(Set task) Copy the rows between the lines holding "Target: white dress in crowd" and "pixel 815 486", inclusive, replacing "Put a point on" with "Place a marker on" and leaving everything else unchanged. Return only those lines.

(Dataset content)
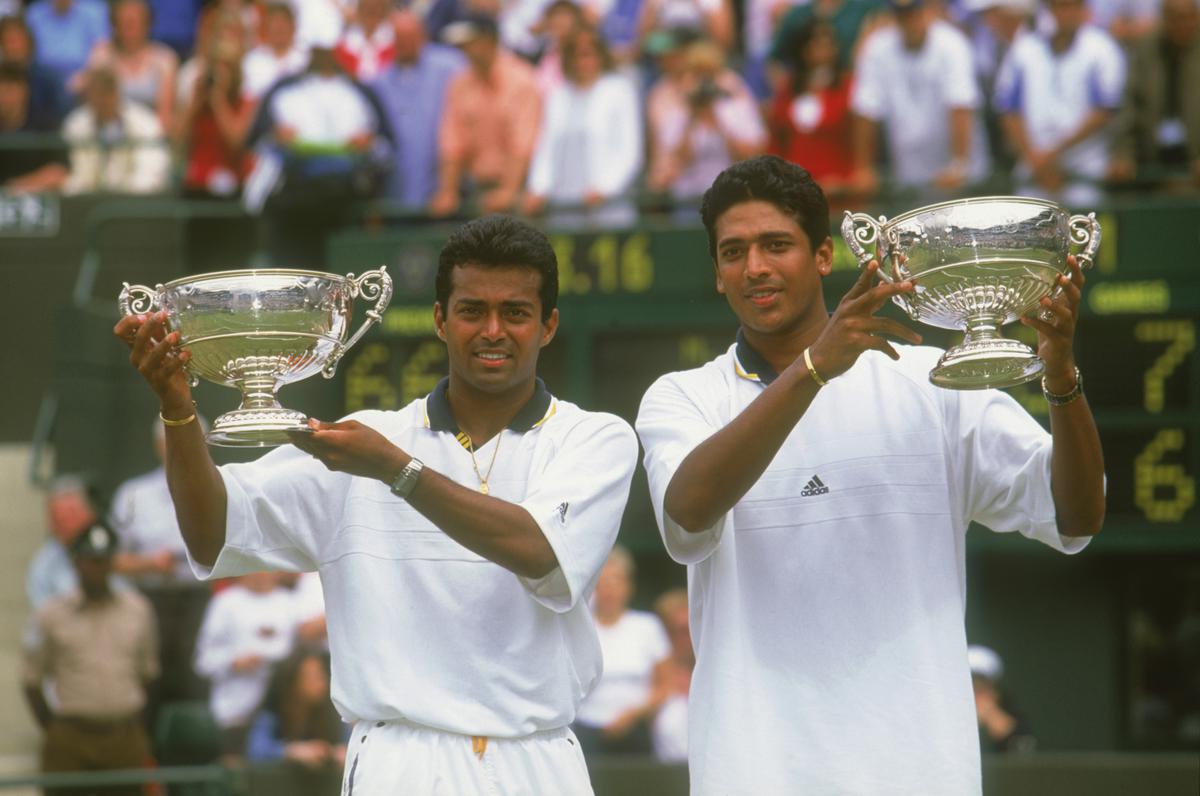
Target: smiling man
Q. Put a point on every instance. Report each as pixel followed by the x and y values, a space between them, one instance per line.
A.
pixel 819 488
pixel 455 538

---

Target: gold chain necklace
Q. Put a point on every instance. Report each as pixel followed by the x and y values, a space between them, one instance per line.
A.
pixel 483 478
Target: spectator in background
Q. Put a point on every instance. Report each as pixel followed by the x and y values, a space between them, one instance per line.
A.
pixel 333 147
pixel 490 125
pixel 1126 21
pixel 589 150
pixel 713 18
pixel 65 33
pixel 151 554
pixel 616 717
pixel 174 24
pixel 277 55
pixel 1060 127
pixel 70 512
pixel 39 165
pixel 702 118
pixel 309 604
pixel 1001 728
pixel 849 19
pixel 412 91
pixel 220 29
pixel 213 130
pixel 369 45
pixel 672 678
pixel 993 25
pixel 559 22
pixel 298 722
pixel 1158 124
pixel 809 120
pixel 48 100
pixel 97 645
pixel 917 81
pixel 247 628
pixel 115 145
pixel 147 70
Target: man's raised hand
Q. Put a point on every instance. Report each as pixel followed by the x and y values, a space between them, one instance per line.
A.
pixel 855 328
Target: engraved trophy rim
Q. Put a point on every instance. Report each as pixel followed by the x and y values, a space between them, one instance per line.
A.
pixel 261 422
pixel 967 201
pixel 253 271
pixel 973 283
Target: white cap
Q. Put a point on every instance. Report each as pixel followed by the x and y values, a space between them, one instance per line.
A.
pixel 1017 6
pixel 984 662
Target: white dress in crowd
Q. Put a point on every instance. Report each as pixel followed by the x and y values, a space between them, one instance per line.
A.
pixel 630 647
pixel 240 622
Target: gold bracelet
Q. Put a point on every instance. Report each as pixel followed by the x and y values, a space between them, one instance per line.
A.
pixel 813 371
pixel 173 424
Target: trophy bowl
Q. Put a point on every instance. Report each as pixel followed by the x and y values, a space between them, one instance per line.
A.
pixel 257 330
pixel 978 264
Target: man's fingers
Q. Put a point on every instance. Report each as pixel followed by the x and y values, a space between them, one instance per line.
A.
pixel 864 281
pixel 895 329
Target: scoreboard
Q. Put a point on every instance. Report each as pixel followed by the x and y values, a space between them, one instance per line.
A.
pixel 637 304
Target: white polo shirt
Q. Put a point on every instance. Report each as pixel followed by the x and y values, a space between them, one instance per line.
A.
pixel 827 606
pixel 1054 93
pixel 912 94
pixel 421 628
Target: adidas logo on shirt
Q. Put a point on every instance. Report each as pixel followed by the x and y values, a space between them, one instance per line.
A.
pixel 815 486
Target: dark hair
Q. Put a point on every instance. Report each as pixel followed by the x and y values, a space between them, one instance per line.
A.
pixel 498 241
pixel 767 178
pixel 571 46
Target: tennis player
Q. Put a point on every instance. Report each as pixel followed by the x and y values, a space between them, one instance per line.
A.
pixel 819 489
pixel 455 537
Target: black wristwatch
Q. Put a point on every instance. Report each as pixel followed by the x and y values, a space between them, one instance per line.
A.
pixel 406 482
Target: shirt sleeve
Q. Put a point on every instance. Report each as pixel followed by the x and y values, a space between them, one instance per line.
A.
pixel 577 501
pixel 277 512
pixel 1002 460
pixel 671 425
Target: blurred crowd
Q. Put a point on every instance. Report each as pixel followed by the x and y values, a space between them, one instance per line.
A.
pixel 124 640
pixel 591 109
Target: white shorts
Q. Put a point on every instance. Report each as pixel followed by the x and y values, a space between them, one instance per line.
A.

* * *

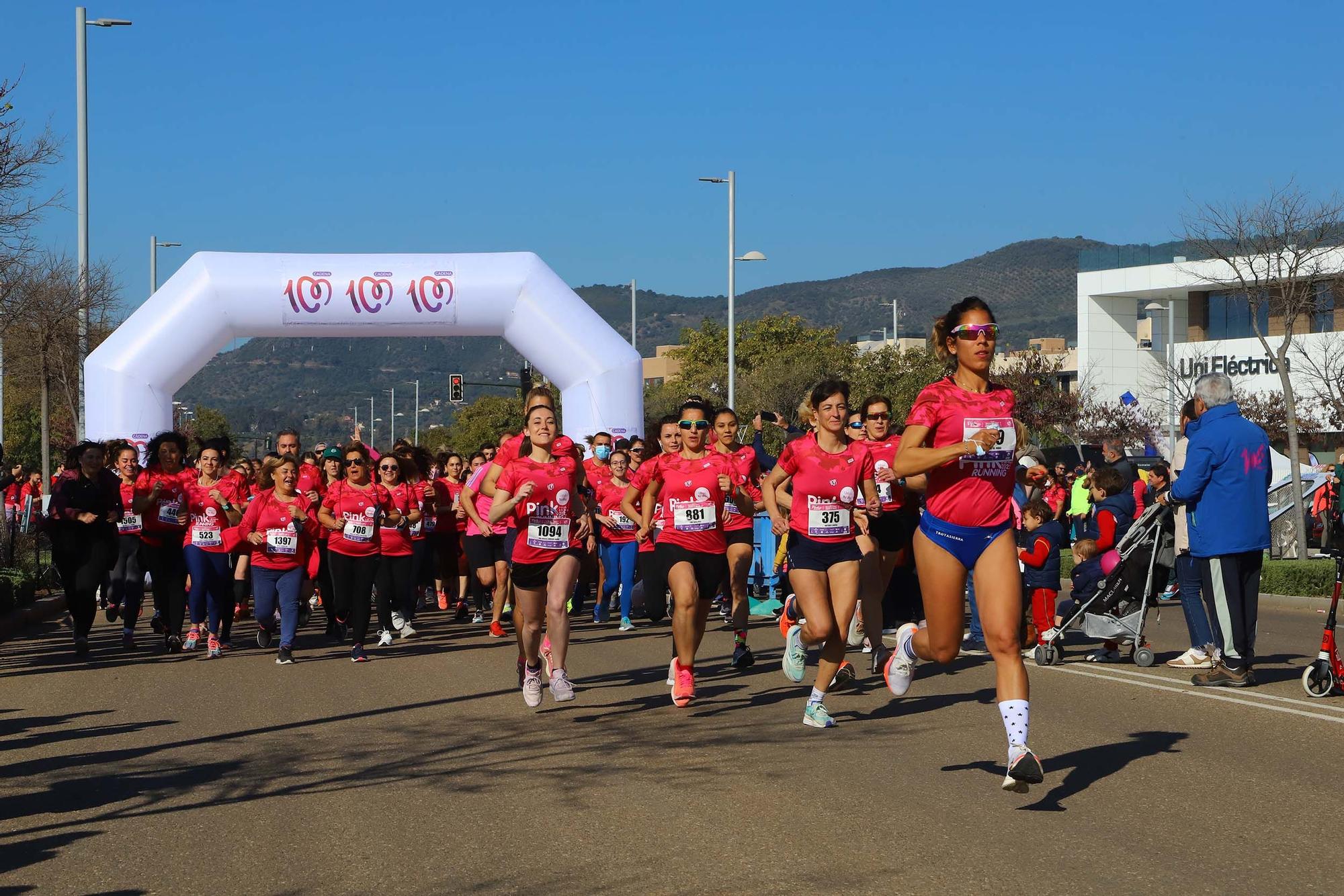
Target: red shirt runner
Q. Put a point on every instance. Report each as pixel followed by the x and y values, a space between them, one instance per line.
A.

(Right answer)
Target: white dress in crowd
Q. Place a marker on every instance. Report each as pixel followed by the x and y values, a space between them, one instance per line.
A.
pixel 630 647
pixel 240 622
Target: gold bracelet
Q. Place a marker on every instance. Report each as pixel followed by the x and y values, a space between them, one instance per line.
A.
pixel 813 371
pixel 173 424
Target: trophy bowl
Q. Place a marker on every instance. Report each as pixel followed by the x and y values, a space between them, one instance per line.
A.
pixel 257 330
pixel 978 264
Target: man's fingers
Q. Place a marker on every instance. Report each as pixel followed by the x and y values, a space between them, one instance per line.
A.
pixel 864 281
pixel 895 329
Target: scoreboard
Q. Place a marker on every instance. Report each as pixel followed by the x and y values, a space between them, one instance per line.
A.
pixel 637 304
Target: white polo shirt
Q. Place a marker on every instance. Report each as pixel followed by the x and y values, a space between them, one instance per line.
A.
pixel 827 606
pixel 1054 93
pixel 912 94
pixel 421 628
Target: adidas logo on shirt
Q. Place a marker on every instance. Report each as pixel followed by the x and y values, a space between them, one instance per line.
A.
pixel 815 486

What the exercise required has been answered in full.